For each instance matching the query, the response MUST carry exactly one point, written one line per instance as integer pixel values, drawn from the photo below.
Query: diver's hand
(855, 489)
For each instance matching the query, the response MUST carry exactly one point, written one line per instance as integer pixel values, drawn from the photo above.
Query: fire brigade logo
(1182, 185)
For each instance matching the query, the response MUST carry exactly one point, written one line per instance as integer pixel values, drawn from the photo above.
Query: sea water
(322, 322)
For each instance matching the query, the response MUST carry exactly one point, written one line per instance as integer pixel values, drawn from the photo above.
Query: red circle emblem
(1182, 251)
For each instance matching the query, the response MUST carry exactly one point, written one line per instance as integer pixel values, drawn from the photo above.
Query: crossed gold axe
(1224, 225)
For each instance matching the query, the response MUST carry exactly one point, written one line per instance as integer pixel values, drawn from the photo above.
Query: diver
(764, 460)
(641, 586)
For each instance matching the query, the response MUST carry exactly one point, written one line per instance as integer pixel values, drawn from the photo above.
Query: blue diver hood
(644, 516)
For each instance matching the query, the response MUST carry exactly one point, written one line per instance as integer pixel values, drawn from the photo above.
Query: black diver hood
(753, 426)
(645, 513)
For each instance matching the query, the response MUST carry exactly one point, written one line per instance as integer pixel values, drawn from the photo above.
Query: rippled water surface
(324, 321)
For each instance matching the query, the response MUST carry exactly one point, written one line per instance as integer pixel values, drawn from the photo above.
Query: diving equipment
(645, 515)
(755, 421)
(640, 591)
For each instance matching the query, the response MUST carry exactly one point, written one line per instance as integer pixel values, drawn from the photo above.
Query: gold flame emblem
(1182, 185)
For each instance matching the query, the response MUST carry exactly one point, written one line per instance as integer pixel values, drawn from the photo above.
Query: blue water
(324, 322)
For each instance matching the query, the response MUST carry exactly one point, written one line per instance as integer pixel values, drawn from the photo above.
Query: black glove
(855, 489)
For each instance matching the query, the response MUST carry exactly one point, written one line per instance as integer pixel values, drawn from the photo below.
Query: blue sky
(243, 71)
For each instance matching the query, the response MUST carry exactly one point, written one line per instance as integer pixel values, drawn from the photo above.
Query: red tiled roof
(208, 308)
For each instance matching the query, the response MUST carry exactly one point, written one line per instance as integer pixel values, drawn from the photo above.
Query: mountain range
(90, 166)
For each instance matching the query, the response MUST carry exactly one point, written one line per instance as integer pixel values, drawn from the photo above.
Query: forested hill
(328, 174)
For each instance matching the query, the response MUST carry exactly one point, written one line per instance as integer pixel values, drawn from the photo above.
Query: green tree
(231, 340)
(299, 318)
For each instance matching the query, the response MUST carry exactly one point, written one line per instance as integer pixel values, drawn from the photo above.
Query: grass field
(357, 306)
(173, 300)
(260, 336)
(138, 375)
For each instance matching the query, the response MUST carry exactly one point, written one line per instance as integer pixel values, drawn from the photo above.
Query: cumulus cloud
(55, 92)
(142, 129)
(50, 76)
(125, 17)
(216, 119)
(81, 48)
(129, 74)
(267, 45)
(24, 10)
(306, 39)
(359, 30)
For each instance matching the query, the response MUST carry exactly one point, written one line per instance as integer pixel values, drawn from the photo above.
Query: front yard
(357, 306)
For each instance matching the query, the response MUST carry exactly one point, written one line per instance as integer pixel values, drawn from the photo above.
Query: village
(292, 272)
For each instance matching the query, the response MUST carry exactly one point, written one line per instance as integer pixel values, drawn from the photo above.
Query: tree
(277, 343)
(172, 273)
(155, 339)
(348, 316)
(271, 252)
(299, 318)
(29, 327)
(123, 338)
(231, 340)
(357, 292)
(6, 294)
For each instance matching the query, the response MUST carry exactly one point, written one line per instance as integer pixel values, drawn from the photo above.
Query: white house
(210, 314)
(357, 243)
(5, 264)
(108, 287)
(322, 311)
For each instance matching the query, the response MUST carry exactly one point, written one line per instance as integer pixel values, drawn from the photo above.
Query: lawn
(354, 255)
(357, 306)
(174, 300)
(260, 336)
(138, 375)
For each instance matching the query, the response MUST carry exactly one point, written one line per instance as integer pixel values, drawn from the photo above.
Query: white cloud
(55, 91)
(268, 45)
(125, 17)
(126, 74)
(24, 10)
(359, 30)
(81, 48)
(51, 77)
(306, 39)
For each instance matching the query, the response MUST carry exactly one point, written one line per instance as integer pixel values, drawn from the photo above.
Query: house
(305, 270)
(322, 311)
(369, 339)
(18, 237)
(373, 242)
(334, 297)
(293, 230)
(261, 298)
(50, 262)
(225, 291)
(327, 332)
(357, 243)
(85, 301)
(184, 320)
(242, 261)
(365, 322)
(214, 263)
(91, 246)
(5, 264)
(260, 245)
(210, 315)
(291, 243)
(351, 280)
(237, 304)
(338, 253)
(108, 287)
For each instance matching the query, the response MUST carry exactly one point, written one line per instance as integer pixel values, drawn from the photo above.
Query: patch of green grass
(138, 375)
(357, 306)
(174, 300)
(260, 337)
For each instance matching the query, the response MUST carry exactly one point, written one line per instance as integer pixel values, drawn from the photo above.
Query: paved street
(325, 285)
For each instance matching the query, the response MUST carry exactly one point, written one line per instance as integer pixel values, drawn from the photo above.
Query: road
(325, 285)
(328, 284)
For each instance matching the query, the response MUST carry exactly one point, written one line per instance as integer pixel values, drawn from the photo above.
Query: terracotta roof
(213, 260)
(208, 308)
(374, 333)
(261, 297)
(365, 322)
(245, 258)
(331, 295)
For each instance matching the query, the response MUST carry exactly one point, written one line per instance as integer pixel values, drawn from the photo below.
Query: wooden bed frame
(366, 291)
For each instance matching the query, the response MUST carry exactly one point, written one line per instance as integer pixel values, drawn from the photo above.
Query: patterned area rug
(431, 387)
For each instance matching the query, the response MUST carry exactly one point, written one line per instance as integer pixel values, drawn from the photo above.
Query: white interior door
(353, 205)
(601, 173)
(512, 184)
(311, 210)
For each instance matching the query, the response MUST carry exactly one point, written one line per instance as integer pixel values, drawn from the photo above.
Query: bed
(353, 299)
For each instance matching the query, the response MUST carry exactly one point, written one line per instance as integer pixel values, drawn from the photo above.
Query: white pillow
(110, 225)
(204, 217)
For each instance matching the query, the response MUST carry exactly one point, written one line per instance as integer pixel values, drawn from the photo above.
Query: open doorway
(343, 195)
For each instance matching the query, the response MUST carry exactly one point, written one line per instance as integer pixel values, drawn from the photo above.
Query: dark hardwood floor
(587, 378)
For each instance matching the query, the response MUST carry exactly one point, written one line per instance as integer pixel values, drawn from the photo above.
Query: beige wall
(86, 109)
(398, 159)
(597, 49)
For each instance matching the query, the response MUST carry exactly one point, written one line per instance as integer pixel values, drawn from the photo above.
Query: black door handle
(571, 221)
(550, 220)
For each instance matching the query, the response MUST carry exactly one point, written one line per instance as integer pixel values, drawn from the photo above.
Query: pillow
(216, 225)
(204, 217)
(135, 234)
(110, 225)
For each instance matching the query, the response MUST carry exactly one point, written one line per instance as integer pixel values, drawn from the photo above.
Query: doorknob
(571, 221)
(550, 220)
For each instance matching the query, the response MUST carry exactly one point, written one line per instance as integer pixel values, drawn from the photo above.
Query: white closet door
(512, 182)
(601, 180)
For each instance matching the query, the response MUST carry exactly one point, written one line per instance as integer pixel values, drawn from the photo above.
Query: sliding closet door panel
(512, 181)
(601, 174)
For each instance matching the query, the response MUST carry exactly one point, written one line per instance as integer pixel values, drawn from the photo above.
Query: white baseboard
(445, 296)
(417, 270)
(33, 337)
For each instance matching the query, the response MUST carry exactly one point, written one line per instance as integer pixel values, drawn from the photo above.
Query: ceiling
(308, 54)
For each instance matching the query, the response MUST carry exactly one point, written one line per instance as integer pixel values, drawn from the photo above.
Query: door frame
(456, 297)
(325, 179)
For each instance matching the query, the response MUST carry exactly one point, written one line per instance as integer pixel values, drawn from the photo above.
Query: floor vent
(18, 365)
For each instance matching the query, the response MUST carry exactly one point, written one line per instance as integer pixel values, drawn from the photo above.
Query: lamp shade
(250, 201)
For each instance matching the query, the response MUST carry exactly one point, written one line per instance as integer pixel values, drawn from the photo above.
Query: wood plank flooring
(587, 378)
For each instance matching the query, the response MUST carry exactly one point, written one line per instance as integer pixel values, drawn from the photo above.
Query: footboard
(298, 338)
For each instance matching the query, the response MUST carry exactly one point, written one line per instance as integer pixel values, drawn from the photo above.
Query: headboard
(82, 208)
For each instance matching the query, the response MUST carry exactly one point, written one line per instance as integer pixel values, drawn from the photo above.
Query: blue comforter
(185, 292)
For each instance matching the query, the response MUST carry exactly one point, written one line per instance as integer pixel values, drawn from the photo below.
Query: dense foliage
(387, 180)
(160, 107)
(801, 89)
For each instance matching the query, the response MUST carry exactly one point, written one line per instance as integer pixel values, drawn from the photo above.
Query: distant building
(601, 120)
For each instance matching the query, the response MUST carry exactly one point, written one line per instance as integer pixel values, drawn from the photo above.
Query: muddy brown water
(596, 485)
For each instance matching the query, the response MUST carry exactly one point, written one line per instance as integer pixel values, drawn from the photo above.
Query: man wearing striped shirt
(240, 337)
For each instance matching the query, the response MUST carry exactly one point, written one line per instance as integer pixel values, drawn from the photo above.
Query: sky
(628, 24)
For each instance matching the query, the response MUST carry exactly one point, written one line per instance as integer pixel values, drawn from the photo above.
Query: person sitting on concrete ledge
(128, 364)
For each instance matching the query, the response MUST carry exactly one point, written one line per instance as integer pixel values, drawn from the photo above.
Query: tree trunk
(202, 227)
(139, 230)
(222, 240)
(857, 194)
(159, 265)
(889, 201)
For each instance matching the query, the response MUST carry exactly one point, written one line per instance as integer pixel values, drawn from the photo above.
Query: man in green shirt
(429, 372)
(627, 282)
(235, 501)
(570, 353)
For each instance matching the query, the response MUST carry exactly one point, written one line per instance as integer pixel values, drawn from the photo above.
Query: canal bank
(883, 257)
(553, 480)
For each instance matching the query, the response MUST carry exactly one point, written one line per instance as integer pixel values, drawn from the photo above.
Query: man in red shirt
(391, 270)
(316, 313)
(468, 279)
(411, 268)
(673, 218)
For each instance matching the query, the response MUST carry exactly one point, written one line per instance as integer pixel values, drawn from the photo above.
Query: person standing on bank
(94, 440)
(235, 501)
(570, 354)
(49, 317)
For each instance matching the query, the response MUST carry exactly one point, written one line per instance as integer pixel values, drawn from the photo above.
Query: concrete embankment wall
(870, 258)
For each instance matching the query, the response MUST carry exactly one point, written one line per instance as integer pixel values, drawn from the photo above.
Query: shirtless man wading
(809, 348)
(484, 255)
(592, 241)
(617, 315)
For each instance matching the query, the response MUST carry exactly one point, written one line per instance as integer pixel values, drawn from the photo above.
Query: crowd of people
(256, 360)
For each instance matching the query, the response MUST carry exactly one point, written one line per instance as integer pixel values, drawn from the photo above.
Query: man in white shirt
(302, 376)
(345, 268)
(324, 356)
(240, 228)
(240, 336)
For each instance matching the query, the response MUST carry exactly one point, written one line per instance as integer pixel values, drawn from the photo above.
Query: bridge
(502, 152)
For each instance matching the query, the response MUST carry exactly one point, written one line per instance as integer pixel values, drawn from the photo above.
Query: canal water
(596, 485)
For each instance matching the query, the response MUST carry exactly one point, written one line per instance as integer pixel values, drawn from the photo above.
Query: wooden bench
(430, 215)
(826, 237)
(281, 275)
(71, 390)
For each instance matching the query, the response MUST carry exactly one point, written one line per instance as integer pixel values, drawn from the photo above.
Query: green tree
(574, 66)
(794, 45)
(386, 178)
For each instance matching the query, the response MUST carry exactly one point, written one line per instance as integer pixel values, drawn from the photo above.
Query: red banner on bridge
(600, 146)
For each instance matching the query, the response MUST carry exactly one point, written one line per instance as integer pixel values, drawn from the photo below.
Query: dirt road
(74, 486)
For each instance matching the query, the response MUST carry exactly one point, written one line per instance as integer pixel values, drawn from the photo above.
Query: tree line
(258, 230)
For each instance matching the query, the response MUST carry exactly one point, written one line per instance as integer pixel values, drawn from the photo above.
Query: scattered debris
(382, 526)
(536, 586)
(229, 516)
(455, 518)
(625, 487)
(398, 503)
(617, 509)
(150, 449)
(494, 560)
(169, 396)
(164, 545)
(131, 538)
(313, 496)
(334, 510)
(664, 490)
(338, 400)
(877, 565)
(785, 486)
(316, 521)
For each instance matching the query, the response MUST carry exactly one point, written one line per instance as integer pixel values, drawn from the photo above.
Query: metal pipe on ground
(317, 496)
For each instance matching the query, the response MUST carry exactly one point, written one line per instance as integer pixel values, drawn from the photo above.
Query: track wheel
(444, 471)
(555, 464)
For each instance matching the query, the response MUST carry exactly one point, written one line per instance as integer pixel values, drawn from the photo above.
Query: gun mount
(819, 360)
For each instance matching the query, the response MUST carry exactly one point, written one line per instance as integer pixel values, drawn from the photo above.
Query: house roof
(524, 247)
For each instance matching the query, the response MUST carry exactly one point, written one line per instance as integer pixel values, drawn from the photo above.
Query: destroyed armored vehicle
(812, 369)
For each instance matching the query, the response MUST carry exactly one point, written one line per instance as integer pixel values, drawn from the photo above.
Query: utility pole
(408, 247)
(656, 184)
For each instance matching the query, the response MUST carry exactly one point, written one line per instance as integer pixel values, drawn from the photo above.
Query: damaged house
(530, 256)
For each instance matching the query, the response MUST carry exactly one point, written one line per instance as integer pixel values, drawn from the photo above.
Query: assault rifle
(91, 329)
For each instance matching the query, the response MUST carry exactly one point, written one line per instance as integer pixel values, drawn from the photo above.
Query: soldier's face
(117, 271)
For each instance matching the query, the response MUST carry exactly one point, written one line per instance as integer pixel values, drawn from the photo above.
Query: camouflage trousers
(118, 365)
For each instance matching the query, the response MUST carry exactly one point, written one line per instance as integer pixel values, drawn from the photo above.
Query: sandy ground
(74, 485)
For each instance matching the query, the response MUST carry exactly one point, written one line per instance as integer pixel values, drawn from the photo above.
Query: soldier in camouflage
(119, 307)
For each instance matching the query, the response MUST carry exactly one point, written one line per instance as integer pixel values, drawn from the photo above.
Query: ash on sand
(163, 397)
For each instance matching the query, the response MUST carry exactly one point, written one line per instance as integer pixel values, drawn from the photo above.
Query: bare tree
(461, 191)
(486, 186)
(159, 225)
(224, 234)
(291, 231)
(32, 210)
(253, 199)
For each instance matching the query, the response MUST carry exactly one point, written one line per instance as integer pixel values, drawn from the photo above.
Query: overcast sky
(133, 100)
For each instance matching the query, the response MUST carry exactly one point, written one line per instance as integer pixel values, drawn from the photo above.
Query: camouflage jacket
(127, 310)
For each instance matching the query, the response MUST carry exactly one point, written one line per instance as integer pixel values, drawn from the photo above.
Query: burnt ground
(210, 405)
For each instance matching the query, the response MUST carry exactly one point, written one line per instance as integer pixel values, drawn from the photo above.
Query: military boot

**WHAT IS REQUIRED**
Can you lay out the listing, from its start through the line with "(1182, 251)", as a two-column CSV headed request and answer? Use one row per pair, put each text in a single quoted field, and turn line breaks into spaces.

**WRITTEN REPLY**
request,answer
"For each instance matching the query, the response MUST carry exactly one point, written one line per instance as integer pixel values, drawn from the photo below. Query: diver's hand","(855, 489)"
"For each instance matching the query, the response MUST carry exactly one point, written one line per instance as integer pixel values, drawn from the photo above. Query: fire brigade logo","(1182, 185)"
"For each instance matching the query, the response MUST carry exactly one point, written one line per instance as integer pixel values, drawn from the photo above. Query: sea water","(322, 322)"
"For each instance matching the query, the response MUST carry exactly one point, written one line per instance as integer pixel values, drawn from the photo above. Query: red circle emblem","(1182, 251)"